[Point localization data]

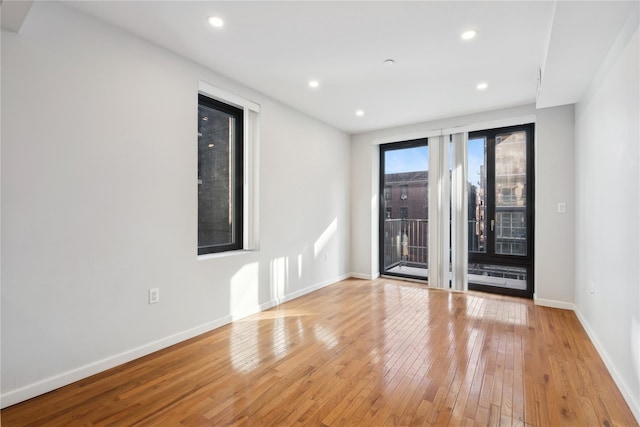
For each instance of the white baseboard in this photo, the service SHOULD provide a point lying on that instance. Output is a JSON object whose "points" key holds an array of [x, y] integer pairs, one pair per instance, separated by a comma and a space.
{"points": [[364, 276], [554, 303], [54, 382], [634, 404]]}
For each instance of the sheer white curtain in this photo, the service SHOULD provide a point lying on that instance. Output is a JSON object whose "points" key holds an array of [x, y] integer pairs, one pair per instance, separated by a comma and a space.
{"points": [[448, 201]]}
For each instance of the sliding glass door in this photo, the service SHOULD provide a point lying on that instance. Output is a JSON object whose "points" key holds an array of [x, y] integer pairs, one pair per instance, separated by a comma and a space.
{"points": [[500, 206], [404, 168]]}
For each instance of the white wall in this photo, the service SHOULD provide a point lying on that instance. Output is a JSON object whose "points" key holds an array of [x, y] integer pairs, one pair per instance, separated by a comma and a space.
{"points": [[99, 203], [554, 232], [607, 289]]}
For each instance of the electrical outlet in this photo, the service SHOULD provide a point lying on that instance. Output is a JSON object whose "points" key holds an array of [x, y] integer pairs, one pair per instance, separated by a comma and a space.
{"points": [[154, 295]]}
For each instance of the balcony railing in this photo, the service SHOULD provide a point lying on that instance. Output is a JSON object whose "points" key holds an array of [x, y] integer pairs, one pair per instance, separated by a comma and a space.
{"points": [[405, 243]]}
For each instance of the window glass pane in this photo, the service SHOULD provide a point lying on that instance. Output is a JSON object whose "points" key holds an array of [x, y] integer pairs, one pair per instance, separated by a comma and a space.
{"points": [[511, 194], [405, 227], [477, 177], [218, 164]]}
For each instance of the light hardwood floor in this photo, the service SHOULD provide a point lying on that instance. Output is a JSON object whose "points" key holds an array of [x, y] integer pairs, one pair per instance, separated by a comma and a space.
{"points": [[369, 353]]}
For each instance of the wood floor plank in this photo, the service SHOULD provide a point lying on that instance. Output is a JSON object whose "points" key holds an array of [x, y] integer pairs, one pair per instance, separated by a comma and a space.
{"points": [[359, 352]]}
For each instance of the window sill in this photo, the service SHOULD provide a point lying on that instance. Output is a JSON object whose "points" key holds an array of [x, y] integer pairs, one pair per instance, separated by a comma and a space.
{"points": [[225, 254]]}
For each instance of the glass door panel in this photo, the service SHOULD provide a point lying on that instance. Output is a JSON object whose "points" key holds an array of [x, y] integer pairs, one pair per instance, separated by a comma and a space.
{"points": [[404, 209]]}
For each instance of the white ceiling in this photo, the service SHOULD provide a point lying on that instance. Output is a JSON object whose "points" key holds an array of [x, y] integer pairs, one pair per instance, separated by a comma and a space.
{"points": [[277, 47]]}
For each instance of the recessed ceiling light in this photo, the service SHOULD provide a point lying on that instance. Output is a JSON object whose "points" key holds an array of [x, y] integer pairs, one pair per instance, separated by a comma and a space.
{"points": [[468, 35], [216, 21]]}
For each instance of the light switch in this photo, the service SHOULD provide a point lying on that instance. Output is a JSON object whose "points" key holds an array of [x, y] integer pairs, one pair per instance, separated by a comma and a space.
{"points": [[562, 207]]}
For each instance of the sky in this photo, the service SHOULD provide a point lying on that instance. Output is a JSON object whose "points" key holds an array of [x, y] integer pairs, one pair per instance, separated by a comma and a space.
{"points": [[417, 159]]}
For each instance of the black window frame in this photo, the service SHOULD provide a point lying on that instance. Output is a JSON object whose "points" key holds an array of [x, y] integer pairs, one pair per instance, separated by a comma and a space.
{"points": [[238, 177]]}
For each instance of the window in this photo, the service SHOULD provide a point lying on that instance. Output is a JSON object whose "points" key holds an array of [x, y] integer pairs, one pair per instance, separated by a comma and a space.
{"points": [[404, 192], [220, 176]]}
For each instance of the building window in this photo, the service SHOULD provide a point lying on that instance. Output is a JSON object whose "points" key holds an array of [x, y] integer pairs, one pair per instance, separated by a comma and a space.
{"points": [[220, 176], [404, 192]]}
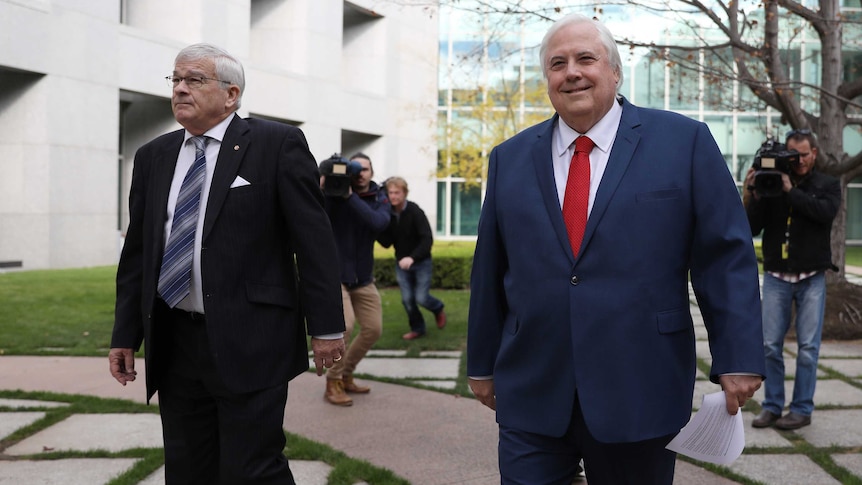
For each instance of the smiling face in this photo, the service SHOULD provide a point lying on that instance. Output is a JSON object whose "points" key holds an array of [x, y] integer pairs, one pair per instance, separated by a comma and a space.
{"points": [[582, 84], [198, 110]]}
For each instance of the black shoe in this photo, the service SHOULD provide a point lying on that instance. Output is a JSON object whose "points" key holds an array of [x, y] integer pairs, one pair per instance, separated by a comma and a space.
{"points": [[793, 421], [765, 419]]}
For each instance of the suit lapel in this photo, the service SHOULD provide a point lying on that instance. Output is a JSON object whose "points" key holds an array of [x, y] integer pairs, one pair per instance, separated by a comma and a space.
{"points": [[233, 148], [543, 163], [621, 155]]}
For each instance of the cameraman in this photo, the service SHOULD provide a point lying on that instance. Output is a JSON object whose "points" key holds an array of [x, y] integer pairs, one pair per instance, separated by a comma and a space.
{"points": [[796, 227], [356, 217]]}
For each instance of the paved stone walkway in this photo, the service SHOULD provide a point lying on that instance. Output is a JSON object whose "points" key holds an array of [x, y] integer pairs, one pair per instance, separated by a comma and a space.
{"points": [[424, 436]]}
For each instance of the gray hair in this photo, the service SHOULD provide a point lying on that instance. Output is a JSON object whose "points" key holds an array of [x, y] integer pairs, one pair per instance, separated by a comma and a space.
{"points": [[605, 36], [227, 67]]}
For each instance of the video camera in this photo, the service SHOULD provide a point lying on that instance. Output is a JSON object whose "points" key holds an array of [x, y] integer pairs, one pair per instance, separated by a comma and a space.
{"points": [[771, 160], [339, 173]]}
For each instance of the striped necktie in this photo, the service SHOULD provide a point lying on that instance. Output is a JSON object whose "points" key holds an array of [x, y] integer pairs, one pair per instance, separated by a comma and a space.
{"points": [[176, 273]]}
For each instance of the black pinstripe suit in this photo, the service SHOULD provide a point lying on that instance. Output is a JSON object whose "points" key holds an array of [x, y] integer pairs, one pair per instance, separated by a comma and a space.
{"points": [[267, 268]]}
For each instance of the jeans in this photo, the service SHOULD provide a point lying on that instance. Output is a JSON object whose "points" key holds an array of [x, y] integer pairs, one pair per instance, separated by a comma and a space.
{"points": [[415, 284], [778, 297]]}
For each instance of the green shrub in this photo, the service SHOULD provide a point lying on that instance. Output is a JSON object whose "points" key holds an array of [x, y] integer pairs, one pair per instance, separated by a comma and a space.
{"points": [[453, 261]]}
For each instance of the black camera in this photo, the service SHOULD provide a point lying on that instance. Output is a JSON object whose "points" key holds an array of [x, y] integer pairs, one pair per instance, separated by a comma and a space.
{"points": [[339, 173], [771, 160]]}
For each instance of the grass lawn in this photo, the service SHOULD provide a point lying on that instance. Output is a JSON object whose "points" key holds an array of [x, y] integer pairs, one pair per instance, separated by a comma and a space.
{"points": [[70, 312]]}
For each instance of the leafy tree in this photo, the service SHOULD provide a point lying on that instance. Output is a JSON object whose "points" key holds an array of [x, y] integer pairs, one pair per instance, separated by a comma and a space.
{"points": [[800, 59]]}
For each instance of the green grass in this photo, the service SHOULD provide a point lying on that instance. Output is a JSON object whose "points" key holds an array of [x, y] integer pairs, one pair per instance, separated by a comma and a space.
{"points": [[70, 312], [853, 255], [346, 470]]}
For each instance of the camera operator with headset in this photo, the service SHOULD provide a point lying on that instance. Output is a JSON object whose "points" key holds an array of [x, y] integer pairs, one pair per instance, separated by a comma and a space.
{"points": [[358, 211], [796, 222]]}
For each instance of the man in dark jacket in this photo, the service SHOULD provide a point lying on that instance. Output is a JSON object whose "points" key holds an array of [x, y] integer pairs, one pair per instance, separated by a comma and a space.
{"points": [[796, 227], [411, 234], [357, 218]]}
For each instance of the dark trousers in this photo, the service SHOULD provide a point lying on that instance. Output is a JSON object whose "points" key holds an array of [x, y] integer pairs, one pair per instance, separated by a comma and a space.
{"points": [[212, 435], [532, 459]]}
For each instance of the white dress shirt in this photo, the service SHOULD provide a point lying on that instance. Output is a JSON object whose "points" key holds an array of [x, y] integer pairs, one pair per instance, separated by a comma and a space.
{"points": [[194, 302]]}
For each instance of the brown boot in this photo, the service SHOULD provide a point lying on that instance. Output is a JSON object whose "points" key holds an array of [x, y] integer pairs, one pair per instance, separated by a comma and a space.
{"points": [[351, 386], [335, 393]]}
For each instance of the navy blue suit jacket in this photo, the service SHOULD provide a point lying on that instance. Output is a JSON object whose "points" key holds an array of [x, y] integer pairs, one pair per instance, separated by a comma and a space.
{"points": [[614, 324], [267, 258]]}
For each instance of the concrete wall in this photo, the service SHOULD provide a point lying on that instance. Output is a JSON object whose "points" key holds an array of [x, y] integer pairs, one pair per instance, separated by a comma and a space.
{"points": [[83, 87]]}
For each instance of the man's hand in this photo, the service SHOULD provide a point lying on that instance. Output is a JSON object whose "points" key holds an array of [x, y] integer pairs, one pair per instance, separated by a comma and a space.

BRIEF:
Answer with the exact lines running from the one that contains "For each instance of the navy" through the last line of the data. Include no other line.

FINISHED TASK:
For each instance of the navy blue suit jacket in this photo, the service SHOULD provide a point lying on that instance. Output is a JSON object whose "points" key holds an array of [x, y] integer pairs, one pair per instance, separated by a comma and a space.
{"points": [[614, 324], [267, 258]]}
For each instance of the concrete wall in this photo, the service SHOULD provide a point lying on that instance. Output is a JSON object whose "points" key holds an array of [x, y] integer pairs, one pair per instance, separated by a comma and a space.
{"points": [[83, 87]]}
For each instance of the man's hand in this photo, the service SHOULD provide a point lying on that instance. Output is a JSON object whose "points" key holds an array of [x, y] integer pairs, one pair per instance, separated by a comma and a space.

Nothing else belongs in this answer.